• What you have to do
Could you copy exactly the line that contains "Could you spot the white sign" and every line after it to the end of the records, and nothing more?
++++ Material shown
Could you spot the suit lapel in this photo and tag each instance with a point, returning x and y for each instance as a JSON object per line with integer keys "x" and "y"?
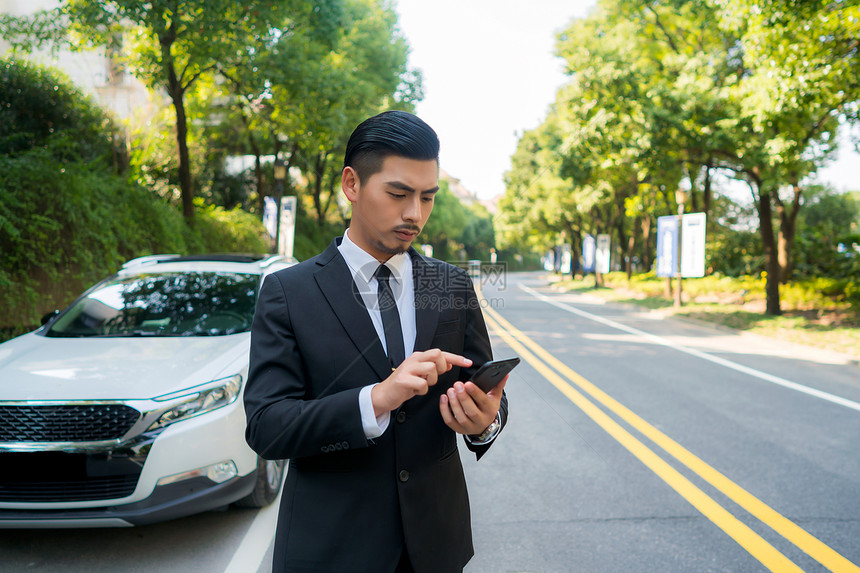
{"x": 426, "y": 300}
{"x": 331, "y": 278}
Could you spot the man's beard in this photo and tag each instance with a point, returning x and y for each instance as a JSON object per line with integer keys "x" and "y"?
{"x": 383, "y": 248}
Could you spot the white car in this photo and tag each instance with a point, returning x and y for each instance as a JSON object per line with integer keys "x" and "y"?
{"x": 125, "y": 408}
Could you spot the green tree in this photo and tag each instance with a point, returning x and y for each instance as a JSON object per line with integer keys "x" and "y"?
{"x": 445, "y": 225}
{"x": 168, "y": 44}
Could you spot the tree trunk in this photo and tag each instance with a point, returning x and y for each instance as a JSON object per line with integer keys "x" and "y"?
{"x": 185, "y": 184}
{"x": 787, "y": 230}
{"x": 706, "y": 191}
{"x": 765, "y": 215}
{"x": 258, "y": 173}
{"x": 646, "y": 242}
{"x": 319, "y": 175}
{"x": 176, "y": 91}
{"x": 631, "y": 246}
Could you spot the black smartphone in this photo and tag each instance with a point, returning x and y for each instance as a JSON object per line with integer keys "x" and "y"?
{"x": 492, "y": 372}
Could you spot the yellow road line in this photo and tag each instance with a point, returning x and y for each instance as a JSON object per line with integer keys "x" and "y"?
{"x": 782, "y": 525}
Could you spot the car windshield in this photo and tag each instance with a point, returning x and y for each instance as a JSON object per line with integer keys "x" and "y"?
{"x": 163, "y": 304}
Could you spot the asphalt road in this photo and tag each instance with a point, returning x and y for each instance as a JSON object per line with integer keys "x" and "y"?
{"x": 635, "y": 443}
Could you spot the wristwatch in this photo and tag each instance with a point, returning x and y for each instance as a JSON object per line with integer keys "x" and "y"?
{"x": 489, "y": 433}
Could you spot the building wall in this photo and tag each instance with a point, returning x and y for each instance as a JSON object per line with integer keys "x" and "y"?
{"x": 92, "y": 70}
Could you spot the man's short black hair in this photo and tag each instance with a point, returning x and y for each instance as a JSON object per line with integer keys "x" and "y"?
{"x": 389, "y": 133}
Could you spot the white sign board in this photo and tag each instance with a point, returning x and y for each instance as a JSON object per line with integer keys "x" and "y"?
{"x": 288, "y": 226}
{"x": 601, "y": 255}
{"x": 269, "y": 219}
{"x": 693, "y": 245}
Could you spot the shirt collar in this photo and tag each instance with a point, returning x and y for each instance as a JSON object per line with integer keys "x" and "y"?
{"x": 364, "y": 265}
++++++++
• Output of the task
Could you spot the white sign board in this photo and tag each instance with a point, returning x and y for each instance as a JSON object per line with integer keys "x" and "y"?
{"x": 288, "y": 226}
{"x": 601, "y": 255}
{"x": 269, "y": 219}
{"x": 693, "y": 245}
Could you spot the shirt collar in this photo and tag each instance with a point, returning x and y for each instance as a JSON object per line with integer keys "x" and "y"?
{"x": 364, "y": 265}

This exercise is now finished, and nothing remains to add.